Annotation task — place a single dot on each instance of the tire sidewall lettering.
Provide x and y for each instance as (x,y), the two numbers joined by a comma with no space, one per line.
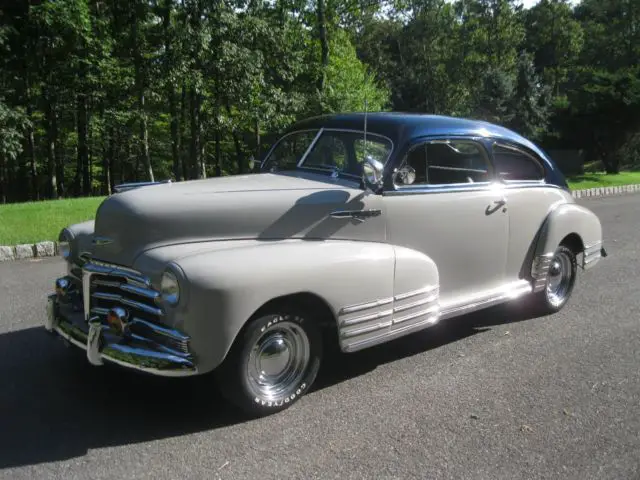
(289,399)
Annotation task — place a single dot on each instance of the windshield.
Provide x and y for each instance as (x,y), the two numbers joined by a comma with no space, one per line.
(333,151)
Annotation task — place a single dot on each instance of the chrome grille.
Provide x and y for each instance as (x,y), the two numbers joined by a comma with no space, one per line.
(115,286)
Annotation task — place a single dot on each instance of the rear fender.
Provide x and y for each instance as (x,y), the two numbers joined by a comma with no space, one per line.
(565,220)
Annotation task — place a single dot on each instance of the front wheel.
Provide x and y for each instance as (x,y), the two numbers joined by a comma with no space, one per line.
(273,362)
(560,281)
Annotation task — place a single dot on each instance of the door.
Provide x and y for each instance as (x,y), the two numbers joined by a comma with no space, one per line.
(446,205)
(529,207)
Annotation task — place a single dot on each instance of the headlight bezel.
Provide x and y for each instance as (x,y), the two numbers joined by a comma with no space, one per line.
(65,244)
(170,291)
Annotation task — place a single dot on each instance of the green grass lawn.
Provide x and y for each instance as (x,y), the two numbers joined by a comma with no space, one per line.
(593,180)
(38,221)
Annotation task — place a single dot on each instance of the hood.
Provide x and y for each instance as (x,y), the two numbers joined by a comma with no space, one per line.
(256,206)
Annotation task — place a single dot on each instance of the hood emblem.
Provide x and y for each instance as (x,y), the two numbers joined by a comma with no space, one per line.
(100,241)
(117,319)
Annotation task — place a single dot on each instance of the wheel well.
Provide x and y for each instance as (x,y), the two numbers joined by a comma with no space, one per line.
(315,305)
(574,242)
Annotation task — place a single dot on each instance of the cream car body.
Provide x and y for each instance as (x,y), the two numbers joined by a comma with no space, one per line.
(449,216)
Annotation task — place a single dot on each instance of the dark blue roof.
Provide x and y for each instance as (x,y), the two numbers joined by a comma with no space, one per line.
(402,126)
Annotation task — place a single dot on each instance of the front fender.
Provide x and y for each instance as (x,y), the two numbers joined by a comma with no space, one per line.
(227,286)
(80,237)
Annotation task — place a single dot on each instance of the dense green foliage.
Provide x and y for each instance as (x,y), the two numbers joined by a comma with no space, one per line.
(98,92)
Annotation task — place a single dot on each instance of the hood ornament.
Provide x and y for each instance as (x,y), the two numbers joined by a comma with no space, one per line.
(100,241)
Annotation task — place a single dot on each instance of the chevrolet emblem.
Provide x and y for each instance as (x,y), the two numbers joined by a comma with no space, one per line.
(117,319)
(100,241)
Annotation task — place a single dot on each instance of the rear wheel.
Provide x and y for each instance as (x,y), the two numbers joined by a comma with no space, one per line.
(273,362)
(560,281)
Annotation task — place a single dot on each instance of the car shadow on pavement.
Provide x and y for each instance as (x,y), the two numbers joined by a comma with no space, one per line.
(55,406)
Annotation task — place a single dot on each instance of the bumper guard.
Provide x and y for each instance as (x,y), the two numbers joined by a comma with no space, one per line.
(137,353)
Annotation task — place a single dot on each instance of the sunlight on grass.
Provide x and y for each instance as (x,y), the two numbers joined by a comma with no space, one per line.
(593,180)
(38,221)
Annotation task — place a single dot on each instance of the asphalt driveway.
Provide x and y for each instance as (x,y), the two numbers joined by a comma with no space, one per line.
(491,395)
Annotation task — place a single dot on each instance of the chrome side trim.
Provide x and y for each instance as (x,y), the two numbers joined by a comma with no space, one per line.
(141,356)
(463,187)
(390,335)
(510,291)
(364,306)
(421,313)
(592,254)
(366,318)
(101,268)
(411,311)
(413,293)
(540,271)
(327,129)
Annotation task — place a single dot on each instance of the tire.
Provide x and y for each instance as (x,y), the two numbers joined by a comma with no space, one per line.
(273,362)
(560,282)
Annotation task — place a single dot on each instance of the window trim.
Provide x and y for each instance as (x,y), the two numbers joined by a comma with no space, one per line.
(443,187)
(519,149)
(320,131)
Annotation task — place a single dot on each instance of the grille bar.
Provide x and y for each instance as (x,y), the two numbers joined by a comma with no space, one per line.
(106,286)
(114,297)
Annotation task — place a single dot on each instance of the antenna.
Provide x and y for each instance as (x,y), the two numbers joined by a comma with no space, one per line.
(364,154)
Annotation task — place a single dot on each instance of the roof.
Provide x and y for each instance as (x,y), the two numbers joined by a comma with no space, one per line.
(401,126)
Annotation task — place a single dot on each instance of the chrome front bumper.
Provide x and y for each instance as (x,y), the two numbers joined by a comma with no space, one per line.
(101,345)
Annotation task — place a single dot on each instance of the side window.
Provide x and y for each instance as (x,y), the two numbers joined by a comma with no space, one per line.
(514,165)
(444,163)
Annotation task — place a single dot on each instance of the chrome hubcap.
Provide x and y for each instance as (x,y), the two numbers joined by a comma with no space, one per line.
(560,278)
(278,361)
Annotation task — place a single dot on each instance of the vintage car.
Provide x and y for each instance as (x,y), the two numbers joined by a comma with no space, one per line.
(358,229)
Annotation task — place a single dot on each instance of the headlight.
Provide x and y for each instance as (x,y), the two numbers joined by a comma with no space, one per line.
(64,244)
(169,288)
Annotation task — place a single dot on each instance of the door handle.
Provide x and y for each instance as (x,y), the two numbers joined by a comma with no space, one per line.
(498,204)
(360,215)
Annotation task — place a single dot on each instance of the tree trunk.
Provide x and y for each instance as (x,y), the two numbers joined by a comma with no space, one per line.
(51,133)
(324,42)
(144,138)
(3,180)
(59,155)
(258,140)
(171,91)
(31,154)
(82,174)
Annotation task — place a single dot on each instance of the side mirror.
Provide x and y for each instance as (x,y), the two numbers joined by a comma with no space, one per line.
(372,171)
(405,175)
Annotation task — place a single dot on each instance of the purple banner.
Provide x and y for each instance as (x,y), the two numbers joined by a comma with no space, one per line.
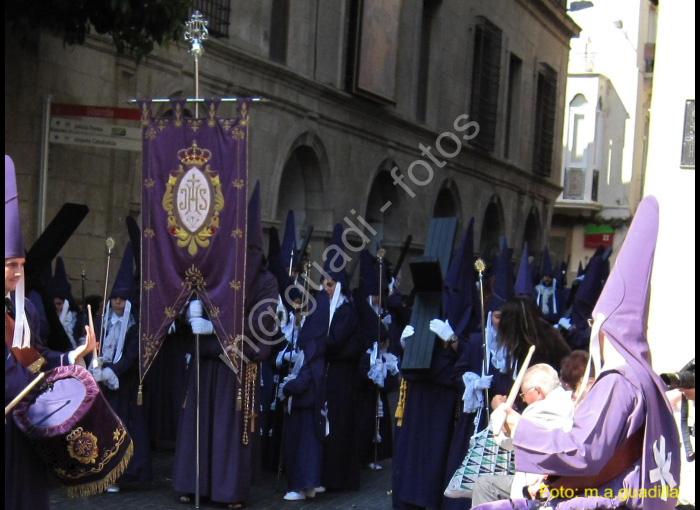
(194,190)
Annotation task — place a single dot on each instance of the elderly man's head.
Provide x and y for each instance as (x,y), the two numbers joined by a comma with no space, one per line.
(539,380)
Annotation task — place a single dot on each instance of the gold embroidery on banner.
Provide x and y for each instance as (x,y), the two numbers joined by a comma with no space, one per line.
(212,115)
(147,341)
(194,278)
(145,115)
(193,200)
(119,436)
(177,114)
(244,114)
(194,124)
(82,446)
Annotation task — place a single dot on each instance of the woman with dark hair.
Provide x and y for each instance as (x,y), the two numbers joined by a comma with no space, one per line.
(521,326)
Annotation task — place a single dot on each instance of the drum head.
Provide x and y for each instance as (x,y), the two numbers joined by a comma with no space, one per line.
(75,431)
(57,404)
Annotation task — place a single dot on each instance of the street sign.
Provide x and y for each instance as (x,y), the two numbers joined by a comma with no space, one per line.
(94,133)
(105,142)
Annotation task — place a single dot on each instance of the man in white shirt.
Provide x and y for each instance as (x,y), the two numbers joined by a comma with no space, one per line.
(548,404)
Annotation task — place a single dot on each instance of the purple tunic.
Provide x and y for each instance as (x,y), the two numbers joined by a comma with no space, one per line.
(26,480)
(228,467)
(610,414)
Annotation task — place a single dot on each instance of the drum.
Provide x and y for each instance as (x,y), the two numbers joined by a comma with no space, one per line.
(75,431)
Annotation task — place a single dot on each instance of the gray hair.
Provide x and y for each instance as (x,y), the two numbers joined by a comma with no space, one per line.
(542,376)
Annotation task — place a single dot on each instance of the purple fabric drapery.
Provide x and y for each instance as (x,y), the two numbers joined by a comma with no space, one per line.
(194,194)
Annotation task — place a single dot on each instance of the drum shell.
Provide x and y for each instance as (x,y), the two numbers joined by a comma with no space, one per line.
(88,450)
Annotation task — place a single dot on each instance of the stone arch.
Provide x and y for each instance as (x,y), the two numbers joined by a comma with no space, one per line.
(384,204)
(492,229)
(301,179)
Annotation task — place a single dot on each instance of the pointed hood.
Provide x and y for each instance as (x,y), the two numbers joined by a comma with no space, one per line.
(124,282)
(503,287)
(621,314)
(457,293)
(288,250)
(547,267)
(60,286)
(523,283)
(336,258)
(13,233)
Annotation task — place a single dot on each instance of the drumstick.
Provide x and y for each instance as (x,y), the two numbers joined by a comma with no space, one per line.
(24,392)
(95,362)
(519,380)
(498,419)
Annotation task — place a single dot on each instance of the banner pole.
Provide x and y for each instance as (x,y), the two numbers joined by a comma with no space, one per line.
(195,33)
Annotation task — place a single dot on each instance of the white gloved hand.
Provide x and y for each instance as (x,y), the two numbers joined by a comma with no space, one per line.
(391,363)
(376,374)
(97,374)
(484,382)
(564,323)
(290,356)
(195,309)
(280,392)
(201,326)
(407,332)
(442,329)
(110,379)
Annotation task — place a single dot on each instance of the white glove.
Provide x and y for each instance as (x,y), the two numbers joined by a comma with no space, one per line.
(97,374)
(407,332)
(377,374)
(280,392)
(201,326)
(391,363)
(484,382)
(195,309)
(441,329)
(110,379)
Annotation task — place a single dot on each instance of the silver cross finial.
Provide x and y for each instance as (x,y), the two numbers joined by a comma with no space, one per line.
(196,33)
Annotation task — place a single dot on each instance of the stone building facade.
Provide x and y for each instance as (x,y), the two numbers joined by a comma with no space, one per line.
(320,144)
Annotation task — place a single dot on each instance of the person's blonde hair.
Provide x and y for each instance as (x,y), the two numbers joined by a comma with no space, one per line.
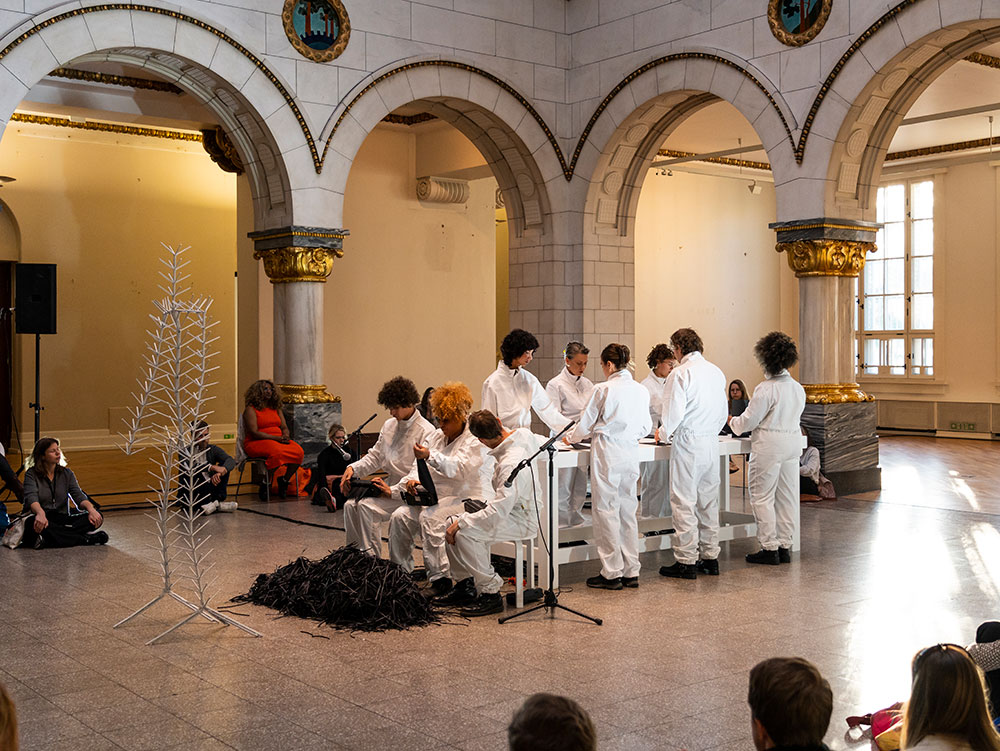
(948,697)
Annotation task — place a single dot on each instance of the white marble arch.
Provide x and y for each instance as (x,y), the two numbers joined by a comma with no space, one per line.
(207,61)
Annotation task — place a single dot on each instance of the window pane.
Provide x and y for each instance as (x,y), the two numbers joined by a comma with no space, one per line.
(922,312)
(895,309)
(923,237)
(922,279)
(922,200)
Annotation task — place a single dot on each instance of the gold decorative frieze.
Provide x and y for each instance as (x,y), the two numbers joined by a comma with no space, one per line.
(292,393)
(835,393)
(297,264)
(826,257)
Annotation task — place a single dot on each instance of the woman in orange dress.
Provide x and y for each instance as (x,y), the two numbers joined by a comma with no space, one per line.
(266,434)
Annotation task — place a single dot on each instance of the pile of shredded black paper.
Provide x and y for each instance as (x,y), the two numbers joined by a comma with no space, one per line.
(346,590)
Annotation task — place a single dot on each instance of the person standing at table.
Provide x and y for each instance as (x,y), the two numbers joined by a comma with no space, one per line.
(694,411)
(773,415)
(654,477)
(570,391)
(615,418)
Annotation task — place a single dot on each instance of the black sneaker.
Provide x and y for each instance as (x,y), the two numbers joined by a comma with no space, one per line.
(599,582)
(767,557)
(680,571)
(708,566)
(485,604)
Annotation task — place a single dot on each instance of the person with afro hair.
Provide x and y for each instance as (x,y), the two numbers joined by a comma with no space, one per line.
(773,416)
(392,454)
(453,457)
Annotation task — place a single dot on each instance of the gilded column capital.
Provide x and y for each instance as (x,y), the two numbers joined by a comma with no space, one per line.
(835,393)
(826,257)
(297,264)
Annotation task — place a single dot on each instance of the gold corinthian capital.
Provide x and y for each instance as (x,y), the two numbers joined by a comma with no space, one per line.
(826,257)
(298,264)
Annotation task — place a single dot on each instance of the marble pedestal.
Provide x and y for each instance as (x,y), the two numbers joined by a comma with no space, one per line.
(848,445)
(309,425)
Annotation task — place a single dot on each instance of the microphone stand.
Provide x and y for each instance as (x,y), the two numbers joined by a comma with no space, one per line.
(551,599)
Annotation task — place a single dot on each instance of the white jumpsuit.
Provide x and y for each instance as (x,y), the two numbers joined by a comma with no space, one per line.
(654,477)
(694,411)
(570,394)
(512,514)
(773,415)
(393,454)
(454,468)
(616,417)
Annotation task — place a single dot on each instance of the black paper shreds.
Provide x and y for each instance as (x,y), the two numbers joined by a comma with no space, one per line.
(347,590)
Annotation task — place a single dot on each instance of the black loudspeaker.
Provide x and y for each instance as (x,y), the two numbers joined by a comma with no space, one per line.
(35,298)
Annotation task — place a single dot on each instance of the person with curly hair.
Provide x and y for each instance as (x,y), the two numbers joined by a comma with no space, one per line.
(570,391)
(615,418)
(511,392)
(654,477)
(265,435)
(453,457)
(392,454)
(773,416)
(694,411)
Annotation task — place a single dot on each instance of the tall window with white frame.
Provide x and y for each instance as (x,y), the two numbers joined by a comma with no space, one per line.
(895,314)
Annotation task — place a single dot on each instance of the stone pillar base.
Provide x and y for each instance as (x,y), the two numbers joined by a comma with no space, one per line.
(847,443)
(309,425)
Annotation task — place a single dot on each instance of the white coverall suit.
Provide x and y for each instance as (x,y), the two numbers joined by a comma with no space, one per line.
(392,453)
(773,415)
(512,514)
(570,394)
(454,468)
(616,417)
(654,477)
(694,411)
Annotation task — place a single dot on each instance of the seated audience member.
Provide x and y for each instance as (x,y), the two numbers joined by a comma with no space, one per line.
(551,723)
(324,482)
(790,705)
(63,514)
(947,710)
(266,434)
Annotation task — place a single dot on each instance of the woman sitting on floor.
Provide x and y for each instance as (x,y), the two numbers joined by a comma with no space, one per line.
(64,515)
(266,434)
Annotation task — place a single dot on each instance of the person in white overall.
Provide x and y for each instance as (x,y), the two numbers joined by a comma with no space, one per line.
==================================================
▶ **Aim of the task**
In the entries above, take the line containing "white coverall suit." and each later line through the last, and repeat them exactly. Output nothing else.

▶ **Expected answer**
Annotation task — place a single dot on each instance of the white coverall suit.
Provide x and y for each instance as (x,y), the two numbers joined by a comma with no space, one per line.
(392,453)
(773,415)
(512,514)
(570,394)
(454,468)
(616,417)
(654,477)
(694,411)
Annotation task — place a single dot on each instance of the seated audience member.
Provide x and y for each instance as (x,y), the two numbers joined by a comma with no space, one per line.
(551,723)
(324,482)
(790,705)
(63,514)
(947,710)
(266,434)
Annotation task — place a single dot on each instance of the woman sitting on floor.
Provide x and y for each instance as (x,y), the two numbers joined by a comma with no space, one per line.
(64,515)
(266,434)
Annotation task — place a single dot on each instance of the person in white overall.
Provide x and y for each instance as (x,y), the two numbers joined by a comma with no space, one per line.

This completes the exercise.